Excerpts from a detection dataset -

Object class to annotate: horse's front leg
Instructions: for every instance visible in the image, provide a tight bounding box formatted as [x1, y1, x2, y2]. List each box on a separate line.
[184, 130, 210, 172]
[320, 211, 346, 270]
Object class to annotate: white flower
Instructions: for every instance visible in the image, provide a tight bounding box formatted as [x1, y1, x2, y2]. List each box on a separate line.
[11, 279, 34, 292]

EXERCISE DESCRIPTION -
Rewrite every line of the entries above, swapping "tight" for "precise" wherever it occurs and keeping everything else unchanged.

THE SOLUTION -
Object class to annotate: horse's front leg
Instructions: for every instance visible in the image, provide a precise bounding box formatted as [x1, y1, x2, y2]. List each box on a separate line.
[184, 130, 210, 172]
[320, 211, 346, 270]
Object class to annotate: white flower
Instructions: for every instance visible in the image, provide a precise bounding box formatted as [x1, y1, x2, y2]. List each box on a separate line.
[11, 279, 34, 292]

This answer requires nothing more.